Dataset entries
^^^^^^^^^^^^^^^^

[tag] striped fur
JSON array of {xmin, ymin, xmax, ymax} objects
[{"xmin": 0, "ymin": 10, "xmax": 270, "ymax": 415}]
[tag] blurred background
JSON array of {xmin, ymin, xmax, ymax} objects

^^^^^^^^^^^^^^^^

ABOUT THIS TASK = Transcribe all of the data so that each line matches the source exactly.

SOLUTION TO THIS PROBLEM =
[tag] striped fur
JSON array of {xmin, ymin, xmax, ymax} objects
[{"xmin": 0, "ymin": 10, "xmax": 270, "ymax": 415}]
[tag] blurred background
JSON array of {xmin, ymin, xmax, ymax} objects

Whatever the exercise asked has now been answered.